— Raw records —
::::::::

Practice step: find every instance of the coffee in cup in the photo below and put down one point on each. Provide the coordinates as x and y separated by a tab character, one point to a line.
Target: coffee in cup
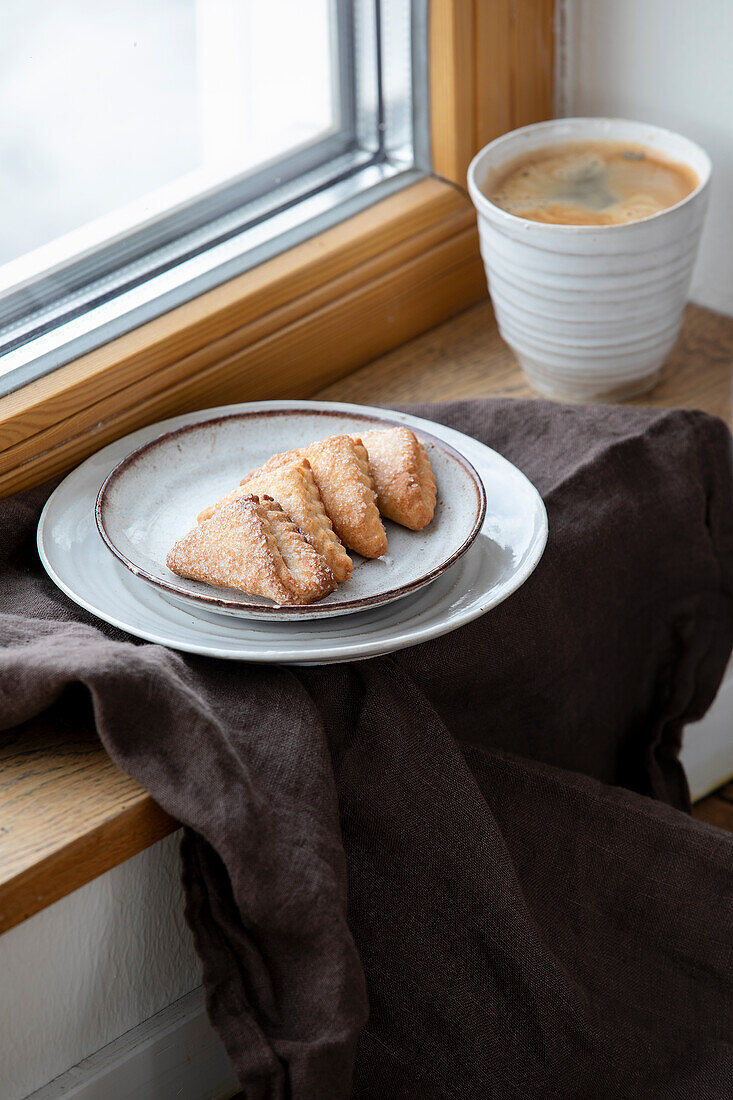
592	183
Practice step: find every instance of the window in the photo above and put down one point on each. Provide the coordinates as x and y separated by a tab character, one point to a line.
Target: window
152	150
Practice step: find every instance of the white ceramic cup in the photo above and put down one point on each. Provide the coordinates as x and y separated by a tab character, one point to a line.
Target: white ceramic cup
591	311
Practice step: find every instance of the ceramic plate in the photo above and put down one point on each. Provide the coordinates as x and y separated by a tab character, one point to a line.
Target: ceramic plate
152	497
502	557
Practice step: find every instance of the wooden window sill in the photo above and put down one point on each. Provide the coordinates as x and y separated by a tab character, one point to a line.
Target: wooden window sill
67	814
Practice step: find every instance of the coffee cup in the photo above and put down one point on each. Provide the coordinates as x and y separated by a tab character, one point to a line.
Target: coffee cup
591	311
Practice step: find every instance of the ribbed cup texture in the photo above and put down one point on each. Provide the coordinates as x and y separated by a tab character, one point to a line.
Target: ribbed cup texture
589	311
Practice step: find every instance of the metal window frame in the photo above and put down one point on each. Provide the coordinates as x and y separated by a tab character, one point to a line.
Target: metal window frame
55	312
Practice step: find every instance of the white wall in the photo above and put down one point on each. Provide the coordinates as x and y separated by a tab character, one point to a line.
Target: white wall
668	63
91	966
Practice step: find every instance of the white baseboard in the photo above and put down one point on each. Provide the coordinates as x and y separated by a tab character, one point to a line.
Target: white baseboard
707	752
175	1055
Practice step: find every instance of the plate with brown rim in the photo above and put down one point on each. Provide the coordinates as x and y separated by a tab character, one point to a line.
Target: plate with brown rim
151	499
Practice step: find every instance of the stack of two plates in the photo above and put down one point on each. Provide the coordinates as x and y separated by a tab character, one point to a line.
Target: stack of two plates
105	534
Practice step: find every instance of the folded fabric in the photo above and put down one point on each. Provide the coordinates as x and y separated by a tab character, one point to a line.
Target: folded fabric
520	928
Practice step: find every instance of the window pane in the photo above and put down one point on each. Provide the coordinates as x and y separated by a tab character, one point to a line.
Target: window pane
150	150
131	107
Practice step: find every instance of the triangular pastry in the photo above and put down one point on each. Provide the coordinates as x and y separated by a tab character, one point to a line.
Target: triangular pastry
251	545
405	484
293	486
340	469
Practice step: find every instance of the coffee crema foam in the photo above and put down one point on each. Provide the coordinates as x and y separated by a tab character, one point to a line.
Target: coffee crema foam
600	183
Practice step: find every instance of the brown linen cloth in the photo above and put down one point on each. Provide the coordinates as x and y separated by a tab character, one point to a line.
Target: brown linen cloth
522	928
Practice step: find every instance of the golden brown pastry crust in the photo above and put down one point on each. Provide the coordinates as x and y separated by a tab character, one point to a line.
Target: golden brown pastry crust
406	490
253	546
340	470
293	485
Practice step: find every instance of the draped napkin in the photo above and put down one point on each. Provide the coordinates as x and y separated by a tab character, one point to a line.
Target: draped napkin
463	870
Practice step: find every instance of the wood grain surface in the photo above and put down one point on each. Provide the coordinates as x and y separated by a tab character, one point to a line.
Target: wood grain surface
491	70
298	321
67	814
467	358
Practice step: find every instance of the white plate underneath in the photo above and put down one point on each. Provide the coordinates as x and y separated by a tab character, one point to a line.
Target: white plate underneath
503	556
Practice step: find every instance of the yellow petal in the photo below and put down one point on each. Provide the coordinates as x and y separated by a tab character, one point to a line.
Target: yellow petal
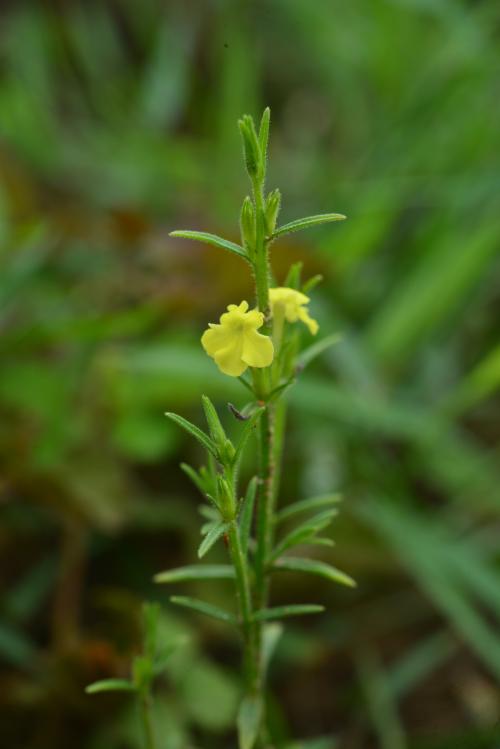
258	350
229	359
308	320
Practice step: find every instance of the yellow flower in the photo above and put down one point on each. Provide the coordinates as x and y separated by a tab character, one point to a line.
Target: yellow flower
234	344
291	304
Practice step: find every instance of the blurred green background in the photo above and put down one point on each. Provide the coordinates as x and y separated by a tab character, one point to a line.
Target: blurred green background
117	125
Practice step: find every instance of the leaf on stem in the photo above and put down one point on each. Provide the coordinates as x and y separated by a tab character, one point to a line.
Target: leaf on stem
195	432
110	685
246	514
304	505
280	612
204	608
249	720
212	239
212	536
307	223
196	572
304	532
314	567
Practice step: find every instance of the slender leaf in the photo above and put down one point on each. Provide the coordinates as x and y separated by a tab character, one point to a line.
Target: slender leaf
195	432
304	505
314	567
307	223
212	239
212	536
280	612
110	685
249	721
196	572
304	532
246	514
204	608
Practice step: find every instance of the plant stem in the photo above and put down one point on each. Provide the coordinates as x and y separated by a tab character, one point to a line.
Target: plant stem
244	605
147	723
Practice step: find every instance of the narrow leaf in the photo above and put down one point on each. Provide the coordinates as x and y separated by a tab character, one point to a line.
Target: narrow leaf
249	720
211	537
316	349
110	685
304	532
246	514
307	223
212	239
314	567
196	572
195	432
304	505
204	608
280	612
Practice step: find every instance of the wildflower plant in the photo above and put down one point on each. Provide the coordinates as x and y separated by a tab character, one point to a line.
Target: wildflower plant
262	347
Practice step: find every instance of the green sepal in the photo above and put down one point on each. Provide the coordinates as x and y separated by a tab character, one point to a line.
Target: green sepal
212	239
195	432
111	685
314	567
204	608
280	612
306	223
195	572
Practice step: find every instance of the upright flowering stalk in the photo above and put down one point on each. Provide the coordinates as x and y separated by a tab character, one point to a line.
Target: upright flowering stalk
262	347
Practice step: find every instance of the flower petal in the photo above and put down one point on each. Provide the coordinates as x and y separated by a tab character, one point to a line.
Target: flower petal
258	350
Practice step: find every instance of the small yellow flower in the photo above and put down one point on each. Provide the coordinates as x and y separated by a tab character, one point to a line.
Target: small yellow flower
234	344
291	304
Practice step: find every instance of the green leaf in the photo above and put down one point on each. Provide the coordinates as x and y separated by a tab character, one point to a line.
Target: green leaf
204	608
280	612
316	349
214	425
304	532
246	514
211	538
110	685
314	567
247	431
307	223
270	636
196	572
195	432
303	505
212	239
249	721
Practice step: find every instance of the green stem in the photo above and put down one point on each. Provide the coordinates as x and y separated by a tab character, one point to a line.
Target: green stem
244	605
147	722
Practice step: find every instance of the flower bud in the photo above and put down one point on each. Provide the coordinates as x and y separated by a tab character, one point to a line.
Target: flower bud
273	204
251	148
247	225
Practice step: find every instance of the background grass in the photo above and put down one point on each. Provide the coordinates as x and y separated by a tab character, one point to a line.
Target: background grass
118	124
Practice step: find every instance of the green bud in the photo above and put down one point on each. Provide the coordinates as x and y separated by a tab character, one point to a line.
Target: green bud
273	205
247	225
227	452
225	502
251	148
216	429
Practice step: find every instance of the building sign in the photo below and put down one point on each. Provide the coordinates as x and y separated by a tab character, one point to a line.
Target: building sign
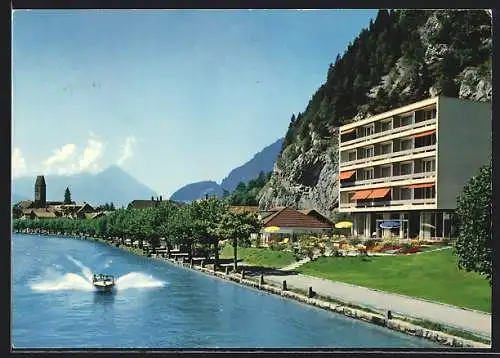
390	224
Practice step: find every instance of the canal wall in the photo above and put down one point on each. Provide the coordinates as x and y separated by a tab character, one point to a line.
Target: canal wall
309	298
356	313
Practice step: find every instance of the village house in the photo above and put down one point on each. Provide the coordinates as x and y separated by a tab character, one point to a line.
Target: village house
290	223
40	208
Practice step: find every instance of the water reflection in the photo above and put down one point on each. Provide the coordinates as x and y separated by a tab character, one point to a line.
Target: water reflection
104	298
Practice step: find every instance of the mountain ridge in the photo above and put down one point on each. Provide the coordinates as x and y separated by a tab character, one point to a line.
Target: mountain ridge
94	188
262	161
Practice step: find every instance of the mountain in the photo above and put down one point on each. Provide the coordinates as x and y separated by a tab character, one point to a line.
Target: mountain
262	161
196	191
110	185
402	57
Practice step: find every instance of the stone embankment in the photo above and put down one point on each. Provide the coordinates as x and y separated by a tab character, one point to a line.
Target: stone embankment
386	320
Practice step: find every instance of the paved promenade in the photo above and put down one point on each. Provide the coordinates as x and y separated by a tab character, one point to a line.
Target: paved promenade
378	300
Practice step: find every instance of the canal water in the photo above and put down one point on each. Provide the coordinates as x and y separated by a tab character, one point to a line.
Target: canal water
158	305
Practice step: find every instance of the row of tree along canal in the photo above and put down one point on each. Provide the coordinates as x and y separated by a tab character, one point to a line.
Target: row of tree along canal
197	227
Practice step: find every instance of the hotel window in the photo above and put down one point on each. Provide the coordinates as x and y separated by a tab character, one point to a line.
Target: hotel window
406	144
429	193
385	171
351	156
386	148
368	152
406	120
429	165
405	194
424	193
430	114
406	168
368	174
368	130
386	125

::::::::

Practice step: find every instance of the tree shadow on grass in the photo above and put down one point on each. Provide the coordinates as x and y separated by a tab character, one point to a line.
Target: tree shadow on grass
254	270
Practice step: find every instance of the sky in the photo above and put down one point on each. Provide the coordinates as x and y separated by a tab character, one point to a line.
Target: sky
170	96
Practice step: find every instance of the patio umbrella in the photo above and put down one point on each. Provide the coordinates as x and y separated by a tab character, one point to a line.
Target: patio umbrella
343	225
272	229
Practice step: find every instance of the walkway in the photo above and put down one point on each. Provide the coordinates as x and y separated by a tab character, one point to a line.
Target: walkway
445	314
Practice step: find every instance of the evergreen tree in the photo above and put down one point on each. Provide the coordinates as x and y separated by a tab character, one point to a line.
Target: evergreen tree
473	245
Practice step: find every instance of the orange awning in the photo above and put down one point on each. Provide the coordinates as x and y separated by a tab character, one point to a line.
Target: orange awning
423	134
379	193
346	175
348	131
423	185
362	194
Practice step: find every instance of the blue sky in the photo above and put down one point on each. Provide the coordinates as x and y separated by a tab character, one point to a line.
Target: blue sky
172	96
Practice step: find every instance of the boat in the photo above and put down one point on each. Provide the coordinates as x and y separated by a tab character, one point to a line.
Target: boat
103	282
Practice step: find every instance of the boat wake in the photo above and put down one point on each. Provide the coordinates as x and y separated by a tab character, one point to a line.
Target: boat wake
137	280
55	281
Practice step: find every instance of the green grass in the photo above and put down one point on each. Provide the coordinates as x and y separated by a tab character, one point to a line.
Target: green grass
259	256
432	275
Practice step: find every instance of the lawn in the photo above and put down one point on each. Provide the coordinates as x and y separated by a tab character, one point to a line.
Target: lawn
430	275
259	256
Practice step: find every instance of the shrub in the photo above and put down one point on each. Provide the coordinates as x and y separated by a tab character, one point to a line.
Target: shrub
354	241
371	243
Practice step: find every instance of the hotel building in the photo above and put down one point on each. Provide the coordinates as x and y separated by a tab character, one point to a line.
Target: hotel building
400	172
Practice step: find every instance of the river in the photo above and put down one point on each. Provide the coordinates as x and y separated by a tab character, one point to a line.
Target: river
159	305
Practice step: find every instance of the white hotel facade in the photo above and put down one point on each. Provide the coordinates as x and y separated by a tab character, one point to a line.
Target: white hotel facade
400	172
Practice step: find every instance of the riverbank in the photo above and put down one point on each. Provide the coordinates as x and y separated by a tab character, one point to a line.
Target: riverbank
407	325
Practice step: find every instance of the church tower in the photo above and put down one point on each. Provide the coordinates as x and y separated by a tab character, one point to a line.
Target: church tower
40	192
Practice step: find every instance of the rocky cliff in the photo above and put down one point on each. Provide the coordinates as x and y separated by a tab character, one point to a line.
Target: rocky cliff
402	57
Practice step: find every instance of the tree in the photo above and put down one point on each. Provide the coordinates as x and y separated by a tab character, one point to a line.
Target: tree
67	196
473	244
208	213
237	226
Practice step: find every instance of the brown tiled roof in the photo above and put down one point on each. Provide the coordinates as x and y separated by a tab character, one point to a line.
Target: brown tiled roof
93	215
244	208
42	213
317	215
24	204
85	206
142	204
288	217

::::::::

— Required task —
Pick out every line of the items above that contains the string "facade" and copy each one in full. Matching is case-sensitive.

— Result for this task —
Practice step: find every instance of the white hotel facade in the photo above and put down one point on each. Provide the coordinates as x and y separated by a tab character, one point to a line.
Target: white hotel facade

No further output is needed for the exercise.